→ Problem:
Transcribe every one of the entries below character for character, omitting the pictures.

→ Raw records:

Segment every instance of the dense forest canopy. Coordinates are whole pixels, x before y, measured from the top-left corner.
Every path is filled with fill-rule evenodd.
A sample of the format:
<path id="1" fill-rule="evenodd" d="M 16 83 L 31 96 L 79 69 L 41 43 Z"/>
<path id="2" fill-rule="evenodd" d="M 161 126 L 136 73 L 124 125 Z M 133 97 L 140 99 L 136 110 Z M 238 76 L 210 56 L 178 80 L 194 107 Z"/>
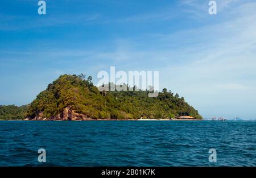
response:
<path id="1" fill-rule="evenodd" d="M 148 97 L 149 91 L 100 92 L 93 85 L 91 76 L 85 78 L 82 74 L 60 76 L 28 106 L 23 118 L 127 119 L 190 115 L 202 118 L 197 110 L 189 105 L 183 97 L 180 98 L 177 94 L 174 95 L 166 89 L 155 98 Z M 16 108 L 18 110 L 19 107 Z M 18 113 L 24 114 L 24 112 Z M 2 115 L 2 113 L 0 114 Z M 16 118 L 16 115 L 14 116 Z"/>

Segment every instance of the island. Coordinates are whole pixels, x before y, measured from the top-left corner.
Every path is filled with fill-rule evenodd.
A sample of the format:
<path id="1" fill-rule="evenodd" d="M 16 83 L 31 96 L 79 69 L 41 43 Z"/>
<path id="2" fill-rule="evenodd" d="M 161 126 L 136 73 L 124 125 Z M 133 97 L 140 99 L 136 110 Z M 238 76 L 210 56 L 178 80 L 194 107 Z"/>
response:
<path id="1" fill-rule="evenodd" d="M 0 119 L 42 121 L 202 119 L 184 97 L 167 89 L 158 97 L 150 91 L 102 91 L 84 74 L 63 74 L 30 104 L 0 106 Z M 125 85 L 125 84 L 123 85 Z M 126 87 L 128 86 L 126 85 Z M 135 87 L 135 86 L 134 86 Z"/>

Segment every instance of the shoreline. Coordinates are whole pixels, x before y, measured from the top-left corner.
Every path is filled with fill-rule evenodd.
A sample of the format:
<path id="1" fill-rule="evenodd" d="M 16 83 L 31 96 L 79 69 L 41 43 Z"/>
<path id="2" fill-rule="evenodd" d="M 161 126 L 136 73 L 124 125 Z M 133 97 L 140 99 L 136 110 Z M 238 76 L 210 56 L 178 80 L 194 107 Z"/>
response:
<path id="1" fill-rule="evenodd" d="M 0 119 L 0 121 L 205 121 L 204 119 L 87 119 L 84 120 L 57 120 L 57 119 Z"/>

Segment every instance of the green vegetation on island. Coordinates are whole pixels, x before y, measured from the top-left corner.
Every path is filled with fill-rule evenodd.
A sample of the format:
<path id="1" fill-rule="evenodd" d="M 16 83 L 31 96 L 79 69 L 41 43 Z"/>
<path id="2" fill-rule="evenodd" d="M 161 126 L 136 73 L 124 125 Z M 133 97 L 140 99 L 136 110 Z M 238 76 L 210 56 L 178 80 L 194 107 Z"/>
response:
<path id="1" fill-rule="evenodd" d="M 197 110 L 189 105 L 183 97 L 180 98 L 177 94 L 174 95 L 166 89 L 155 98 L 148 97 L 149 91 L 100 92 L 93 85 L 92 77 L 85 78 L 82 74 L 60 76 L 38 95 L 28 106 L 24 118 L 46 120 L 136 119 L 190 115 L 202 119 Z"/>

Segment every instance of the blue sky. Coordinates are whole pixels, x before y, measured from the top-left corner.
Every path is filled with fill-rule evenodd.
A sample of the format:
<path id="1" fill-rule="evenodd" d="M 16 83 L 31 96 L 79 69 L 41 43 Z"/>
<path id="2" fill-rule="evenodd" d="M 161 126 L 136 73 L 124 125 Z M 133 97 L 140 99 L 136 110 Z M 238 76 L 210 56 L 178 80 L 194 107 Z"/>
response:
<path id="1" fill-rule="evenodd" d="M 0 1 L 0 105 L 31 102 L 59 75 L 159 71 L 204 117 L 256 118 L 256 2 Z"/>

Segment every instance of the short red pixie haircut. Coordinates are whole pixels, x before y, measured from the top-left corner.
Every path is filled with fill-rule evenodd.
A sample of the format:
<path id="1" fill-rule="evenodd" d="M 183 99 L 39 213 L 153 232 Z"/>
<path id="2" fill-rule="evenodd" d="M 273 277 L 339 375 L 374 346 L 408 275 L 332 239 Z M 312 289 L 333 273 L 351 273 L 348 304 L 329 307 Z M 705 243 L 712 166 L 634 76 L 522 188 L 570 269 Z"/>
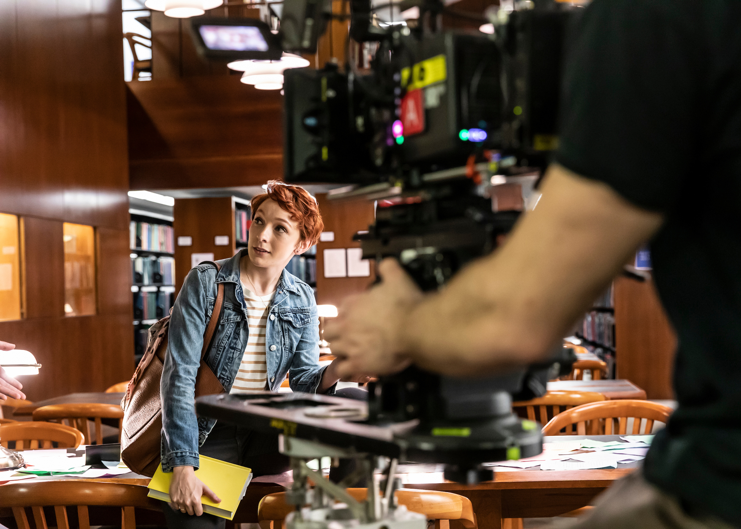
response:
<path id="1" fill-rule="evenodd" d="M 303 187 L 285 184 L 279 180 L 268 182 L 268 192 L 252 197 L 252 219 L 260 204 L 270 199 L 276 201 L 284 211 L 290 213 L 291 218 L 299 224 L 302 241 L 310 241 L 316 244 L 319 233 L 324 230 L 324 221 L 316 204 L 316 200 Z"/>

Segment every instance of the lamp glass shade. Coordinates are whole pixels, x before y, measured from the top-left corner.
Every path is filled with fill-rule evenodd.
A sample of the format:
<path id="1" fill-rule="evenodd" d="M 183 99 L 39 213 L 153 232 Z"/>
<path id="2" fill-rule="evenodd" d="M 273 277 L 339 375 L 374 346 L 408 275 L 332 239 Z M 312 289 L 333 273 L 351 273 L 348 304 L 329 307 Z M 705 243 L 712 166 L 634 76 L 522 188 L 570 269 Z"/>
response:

→ Response to the task:
Segment every instance of the dense forest canopy. Coordinates are whole pixels, x before y, measured from the top-left corner.
Every path is filled with fill-rule evenodd.
A sample of the format:
<path id="1" fill-rule="evenodd" d="M 16 83 L 31 96 L 79 69 L 41 43 Z"/>
<path id="2" fill-rule="evenodd" d="M 161 126 L 136 73 L 124 125 Z M 133 97 L 140 99 L 136 110 Z M 238 76 L 210 56 L 178 80 L 194 107 Z"/>
response:
<path id="1" fill-rule="evenodd" d="M 148 97 L 149 91 L 100 92 L 93 85 L 91 76 L 85 78 L 82 74 L 60 76 L 28 106 L 23 118 L 127 119 L 190 115 L 202 118 L 197 110 L 189 105 L 183 97 L 180 98 L 177 94 L 174 95 L 166 89 L 155 98 Z M 16 108 L 18 110 L 19 107 Z M 18 113 L 24 114 L 24 112 Z M 2 115 L 2 113 L 0 114 Z M 16 118 L 16 115 L 14 116 Z"/>

Segment every instance of the island. Coordinates are whole pixels, x before y, measured from the top-left corner.
Every path is filled with fill-rule evenodd.
A sample of the format:
<path id="1" fill-rule="evenodd" d="M 16 83 L 31 96 L 79 69 L 41 43 Z"/>
<path id="2" fill-rule="evenodd" d="M 161 126 L 136 73 L 124 125 Z M 133 97 L 140 99 L 136 110 Z M 238 76 L 210 56 L 178 80 L 194 107 Z"/>
response:
<path id="1" fill-rule="evenodd" d="M 0 119 L 42 121 L 202 119 L 184 97 L 167 89 L 158 97 L 150 91 L 102 91 L 84 74 L 63 74 L 30 104 L 0 106 Z M 125 85 L 125 84 L 123 85 Z M 126 87 L 128 86 L 126 85 Z M 135 87 L 135 86 L 134 86 Z"/>

Segment every instance of the shoreline. Coordinates are whole pixels, x before y, measured from the top-left corner.
Every path is filled with fill-rule evenodd.
A sample of the format:
<path id="1" fill-rule="evenodd" d="M 16 83 L 31 96 L 79 69 L 41 43 Z"/>
<path id="2" fill-rule="evenodd" d="M 161 126 L 136 73 L 124 125 Z M 133 97 L 140 99 L 136 110 Z M 238 76 L 210 56 L 178 80 L 194 107 Z"/>
response:
<path id="1" fill-rule="evenodd" d="M 0 119 L 0 121 L 205 121 L 204 119 L 87 119 L 84 120 L 57 120 L 57 119 Z"/>

Segment every instance of the green vegetation on island. Coordinates are whole pixels, x before y, measured from the top-left corner.
Every path is filled with fill-rule evenodd.
A sample of the format:
<path id="1" fill-rule="evenodd" d="M 16 83 L 31 96 L 79 69 L 41 43 Z"/>
<path id="2" fill-rule="evenodd" d="M 161 126 L 136 73 L 124 125 Z M 133 97 L 140 99 L 136 110 Z M 238 76 L 210 56 L 178 80 L 194 107 Z"/>
response:
<path id="1" fill-rule="evenodd" d="M 197 110 L 189 105 L 183 97 L 180 98 L 177 94 L 174 95 L 166 89 L 155 98 L 148 97 L 149 91 L 100 92 L 93 85 L 92 77 L 85 78 L 82 74 L 60 76 L 38 95 L 28 106 L 24 118 L 46 120 L 136 119 L 190 115 L 202 119 Z"/>

Segment every instance of the blue sky. Coordinates are whole pixels, x before y, measured from the top-left corner.
Every path is filled with fill-rule evenodd.
A sample of the format:
<path id="1" fill-rule="evenodd" d="M 16 83 L 31 96 L 79 69 L 41 43 Z"/>
<path id="2" fill-rule="evenodd" d="M 161 126 L 136 73 L 124 125 Z M 133 97 L 140 99 L 136 110 Z M 238 76 L 210 56 L 178 80 L 194 107 Z"/>
response:
<path id="1" fill-rule="evenodd" d="M 0 1 L 0 105 L 31 102 L 59 75 L 159 71 L 204 117 L 256 118 L 256 2 Z"/>

Segment every instance of the short red pixie haircut. Coordinates are whole pixels, x before y, measured from the top-left corner.
Every path is filled with fill-rule evenodd.
A sample of the format:
<path id="1" fill-rule="evenodd" d="M 183 99 L 39 213 L 153 232 Z"/>
<path id="2" fill-rule="evenodd" d="M 273 277 L 339 375 L 374 346 L 408 275 L 332 239 Z M 312 289 L 333 273 L 351 273 L 348 304 L 329 307 Z M 705 243 L 712 166 L 634 76 L 522 188 L 570 269 Z"/>
response:
<path id="1" fill-rule="evenodd" d="M 303 187 L 285 184 L 279 180 L 268 182 L 268 192 L 252 197 L 252 219 L 260 204 L 270 199 L 276 201 L 284 211 L 290 213 L 291 218 L 299 224 L 302 241 L 310 241 L 316 244 L 319 233 L 324 230 L 324 221 L 316 204 L 316 200 Z"/>

Segment every instance of the lamp glass shade. Coordinates are whole pixels, x before y, measured from the top-left corner.
Every path is filled with fill-rule evenodd.
A sample of the format:
<path id="1" fill-rule="evenodd" d="M 183 99 L 39 213 L 153 232 Z"/>
<path id="2" fill-rule="evenodd" d="M 273 277 L 339 375 L 374 346 L 408 275 L 332 239 Z M 312 289 L 333 273 L 351 273 L 348 304 L 329 307 Z M 705 243 L 712 166 L 634 76 L 522 188 L 570 269 Z"/>
response:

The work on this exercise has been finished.